→ **AIM OF THE EXERCISE**:
Only lines with the string "mast" should be returned from the data below.
═══ TASK INPUTS ═══
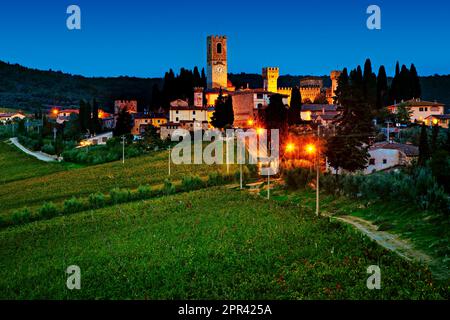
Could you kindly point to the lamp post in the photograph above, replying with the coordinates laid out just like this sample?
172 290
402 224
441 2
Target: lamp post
123 149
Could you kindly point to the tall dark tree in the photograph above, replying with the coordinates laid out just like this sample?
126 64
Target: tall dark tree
156 97
370 85
83 116
394 90
197 78
203 82
276 116
382 88
296 106
404 84
434 138
96 125
424 149
348 149
123 124
219 118
416 91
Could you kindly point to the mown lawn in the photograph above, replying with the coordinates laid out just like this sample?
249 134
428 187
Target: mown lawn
211 244
16 165
41 186
427 231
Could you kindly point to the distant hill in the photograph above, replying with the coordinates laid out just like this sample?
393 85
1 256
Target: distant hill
25 88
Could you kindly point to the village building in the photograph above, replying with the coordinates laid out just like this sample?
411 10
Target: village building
420 110
11 116
129 105
441 120
387 155
310 112
249 103
143 120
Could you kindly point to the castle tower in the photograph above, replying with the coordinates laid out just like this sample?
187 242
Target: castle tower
334 81
198 97
217 67
270 76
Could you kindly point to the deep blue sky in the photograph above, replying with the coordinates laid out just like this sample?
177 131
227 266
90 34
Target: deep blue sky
146 38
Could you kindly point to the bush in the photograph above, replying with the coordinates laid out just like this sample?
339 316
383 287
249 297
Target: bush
21 216
48 210
144 192
73 205
298 178
48 148
97 200
120 195
168 187
192 183
215 179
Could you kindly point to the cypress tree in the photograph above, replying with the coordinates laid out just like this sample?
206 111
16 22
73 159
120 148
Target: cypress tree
416 91
424 150
382 88
434 138
348 149
296 106
219 118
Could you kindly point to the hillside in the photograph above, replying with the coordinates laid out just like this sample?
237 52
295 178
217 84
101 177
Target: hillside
25 88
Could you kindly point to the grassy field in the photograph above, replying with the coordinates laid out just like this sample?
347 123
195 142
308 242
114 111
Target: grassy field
52 182
213 244
16 165
427 231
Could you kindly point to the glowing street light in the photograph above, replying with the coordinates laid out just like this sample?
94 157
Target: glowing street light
290 147
310 148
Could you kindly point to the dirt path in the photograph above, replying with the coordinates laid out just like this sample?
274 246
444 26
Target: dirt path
391 242
385 239
39 155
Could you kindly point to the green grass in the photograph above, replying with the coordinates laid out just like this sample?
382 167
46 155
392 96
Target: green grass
427 231
60 185
210 244
16 165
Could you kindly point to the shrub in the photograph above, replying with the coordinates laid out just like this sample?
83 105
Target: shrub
191 183
144 192
120 195
298 178
168 187
48 210
73 205
49 149
97 200
21 216
215 179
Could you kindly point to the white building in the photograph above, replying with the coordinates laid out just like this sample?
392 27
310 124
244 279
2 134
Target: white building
420 110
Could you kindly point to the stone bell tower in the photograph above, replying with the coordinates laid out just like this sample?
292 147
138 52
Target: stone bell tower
217 67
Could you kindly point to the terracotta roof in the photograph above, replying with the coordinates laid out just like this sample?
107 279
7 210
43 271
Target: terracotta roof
408 149
439 116
319 107
418 103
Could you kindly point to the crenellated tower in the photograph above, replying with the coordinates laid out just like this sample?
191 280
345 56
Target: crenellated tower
270 77
217 67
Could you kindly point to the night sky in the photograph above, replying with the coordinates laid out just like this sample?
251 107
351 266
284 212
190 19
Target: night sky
146 38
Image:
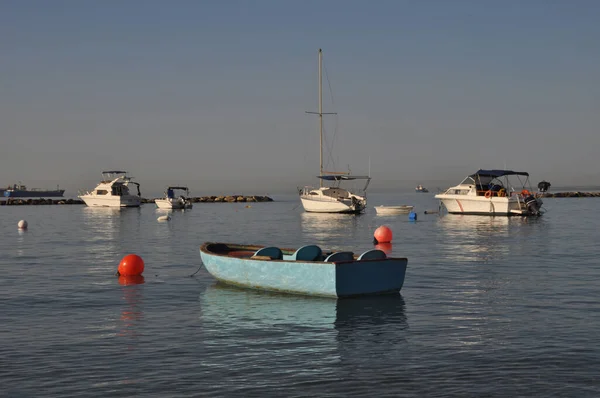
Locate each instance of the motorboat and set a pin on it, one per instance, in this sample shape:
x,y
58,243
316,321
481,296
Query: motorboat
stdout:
x,y
393,210
333,198
308,270
172,202
113,191
494,193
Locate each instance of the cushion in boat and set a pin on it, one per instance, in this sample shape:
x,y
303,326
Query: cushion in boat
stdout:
x,y
340,256
274,252
308,253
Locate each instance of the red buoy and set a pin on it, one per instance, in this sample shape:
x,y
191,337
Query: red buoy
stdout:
x,y
131,264
383,235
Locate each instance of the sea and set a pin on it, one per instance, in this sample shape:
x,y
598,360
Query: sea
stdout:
x,y
490,307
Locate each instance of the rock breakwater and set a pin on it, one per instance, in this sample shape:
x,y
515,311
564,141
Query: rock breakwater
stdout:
x,y
575,194
201,199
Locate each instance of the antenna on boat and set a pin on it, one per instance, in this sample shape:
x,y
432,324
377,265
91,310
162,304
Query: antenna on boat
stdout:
x,y
320,113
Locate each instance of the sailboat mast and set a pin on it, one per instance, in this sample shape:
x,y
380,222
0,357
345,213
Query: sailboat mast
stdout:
x,y
320,117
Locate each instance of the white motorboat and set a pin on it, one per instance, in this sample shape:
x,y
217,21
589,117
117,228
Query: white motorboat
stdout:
x,y
334,198
172,202
113,191
491,192
393,210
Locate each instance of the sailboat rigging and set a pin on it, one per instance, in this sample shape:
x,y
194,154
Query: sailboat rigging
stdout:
x,y
334,198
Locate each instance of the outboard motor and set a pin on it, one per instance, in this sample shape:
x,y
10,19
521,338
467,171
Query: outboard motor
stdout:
x,y
533,205
543,186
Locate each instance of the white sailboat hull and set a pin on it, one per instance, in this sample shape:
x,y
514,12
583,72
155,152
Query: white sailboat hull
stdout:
x,y
462,204
111,201
174,204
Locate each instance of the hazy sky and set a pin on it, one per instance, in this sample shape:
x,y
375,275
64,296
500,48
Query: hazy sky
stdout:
x,y
212,94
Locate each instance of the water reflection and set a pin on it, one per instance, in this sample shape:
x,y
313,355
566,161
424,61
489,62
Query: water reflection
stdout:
x,y
332,330
371,329
475,238
323,227
131,311
244,308
106,229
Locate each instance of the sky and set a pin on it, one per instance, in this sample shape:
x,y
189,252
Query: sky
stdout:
x,y
212,94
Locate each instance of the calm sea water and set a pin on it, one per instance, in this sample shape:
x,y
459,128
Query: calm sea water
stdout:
x,y
490,307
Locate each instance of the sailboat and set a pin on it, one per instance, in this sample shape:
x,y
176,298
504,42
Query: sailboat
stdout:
x,y
332,198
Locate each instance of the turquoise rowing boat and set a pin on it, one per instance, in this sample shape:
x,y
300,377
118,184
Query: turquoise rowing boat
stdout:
x,y
308,270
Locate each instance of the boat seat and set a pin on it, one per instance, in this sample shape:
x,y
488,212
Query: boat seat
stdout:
x,y
373,254
274,252
340,256
306,253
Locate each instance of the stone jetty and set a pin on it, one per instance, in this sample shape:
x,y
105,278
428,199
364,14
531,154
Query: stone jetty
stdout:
x,y
201,199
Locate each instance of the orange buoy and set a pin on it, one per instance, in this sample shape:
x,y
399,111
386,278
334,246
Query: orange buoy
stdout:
x,y
385,247
131,264
126,280
382,235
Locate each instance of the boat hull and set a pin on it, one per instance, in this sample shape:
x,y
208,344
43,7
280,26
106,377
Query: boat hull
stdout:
x,y
330,206
479,205
111,201
313,278
171,204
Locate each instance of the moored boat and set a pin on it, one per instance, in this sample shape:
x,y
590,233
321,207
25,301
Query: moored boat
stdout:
x,y
307,270
113,191
334,198
492,192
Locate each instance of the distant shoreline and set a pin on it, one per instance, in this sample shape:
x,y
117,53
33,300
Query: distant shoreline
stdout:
x,y
240,199
200,199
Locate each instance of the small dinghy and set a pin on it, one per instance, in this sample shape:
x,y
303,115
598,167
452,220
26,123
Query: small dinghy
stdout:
x,y
307,270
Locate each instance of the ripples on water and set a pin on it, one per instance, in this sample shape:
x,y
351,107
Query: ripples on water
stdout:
x,y
491,306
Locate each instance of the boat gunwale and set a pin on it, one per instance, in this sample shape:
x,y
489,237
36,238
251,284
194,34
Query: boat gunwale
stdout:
x,y
203,249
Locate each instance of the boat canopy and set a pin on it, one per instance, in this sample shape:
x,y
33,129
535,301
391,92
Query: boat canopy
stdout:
x,y
342,177
499,173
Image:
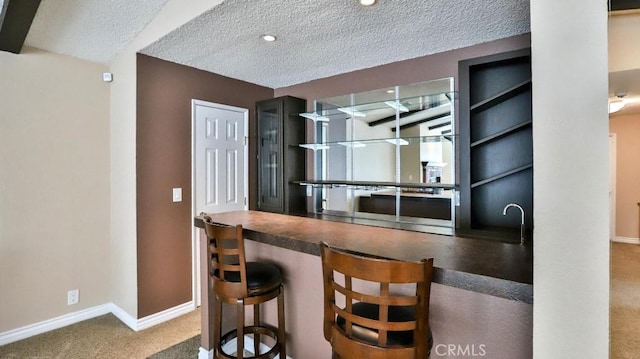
═══
→ **EXERCISE OUTPUT**:
Locate each instance of the sailboat mast and set a pin on it, one per instance, in this sample shape:
Query: sailboat mast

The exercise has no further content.